**WRITTEN TASK**
Please repeat these items with "marker" swapped for "point", leaving everything else unchanged.

(Raw records)

:::

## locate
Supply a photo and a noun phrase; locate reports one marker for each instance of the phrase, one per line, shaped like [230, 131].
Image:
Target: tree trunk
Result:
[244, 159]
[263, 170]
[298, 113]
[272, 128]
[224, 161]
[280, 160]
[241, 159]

:::

**SOLVED EXERCISE**
## locate
Supply a photo and a noun phrase; locate reports one point for each instance of the phrase, one per line, shaped like [230, 131].
Image:
Target: tree trunk
Result:
[244, 159]
[263, 170]
[298, 113]
[272, 128]
[224, 161]
[280, 160]
[241, 159]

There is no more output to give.